## Exercise instructions
Would you reproduce all of the entries exactly?
*** Available data ***
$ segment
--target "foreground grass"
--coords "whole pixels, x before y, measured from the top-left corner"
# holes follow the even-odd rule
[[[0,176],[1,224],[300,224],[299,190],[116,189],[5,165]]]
*** End of Available data ***
## Your solution
$ segment
--target "foreground grass"
--coords "whole pixels, x before y, measured from the top-left corner"
# holes follow the even-odd rule
[[[0,176],[1,224],[300,224],[299,190],[116,189],[5,165]]]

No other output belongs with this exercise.